WORK ITEM: Transcribe the records underneath word for word, and leave no line out.

Records from a collection:
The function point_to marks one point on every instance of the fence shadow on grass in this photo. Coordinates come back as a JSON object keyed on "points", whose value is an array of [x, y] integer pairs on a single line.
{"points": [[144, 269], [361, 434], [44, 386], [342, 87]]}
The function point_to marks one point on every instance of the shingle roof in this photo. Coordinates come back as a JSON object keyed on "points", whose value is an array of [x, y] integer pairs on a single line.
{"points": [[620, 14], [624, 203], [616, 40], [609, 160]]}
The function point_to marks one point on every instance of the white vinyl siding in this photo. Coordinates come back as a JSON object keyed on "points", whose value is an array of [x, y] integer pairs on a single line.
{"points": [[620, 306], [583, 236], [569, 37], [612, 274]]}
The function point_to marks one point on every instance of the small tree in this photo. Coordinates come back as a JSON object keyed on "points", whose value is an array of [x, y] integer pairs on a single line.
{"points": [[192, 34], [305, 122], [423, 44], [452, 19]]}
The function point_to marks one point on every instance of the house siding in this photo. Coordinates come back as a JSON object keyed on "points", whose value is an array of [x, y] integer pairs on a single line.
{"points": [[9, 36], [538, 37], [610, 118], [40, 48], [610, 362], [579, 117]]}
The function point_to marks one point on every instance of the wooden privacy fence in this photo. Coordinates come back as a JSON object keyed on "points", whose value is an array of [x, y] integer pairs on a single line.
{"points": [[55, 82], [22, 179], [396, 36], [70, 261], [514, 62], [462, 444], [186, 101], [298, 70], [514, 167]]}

EXERCISE ANSWER:
The function point_to marks one point on every instance of the fence shadow on grass in this photo. Coordinates come back as a JSON object keyed on "points", whose value is an array of [x, y] integer pairs on a single line.
{"points": [[144, 269], [361, 434], [44, 386], [342, 87]]}
The function point_to marks one point on every instance of the shingle roof in this photo. Coordinates come back as a JSON object keyed on "points", whose value is an array of [x, y] integer pairs on a single line.
{"points": [[620, 14], [624, 203], [616, 40], [609, 160]]}
The function point_to marks one point on every instance of the white vinyl siding in this photo. Coordinates come back as a JSON object keyed on "points", whose value is an array of [x, y] integer pairs on a single line.
{"points": [[620, 306], [583, 236], [569, 37], [612, 274]]}
The function point_to marks one point on every instance of the small tree in this photo. Coordinates come back as a JSON object keyed on "points", whose value is an array of [x, y] integer pairs on a single line.
{"points": [[192, 34], [305, 122], [423, 44], [452, 19]]}
The function point_to marks one point on every instance of the house siding in this photo. Coordinates come back as a JSON object keyed on "points", whose value is an array of [x, y] integer pairs on a single line.
{"points": [[9, 36], [538, 37], [610, 118], [40, 48], [610, 362], [579, 117]]}
The function point_to marks one point on every instance of the wooden privacy fence in this photo. Coordinates come back as a JSON object keyed on "points", whose value is an array of [x, y] integer pairs on a single line.
{"points": [[55, 82], [22, 179], [396, 36], [70, 261], [514, 62], [462, 444], [186, 101], [298, 70], [514, 167]]}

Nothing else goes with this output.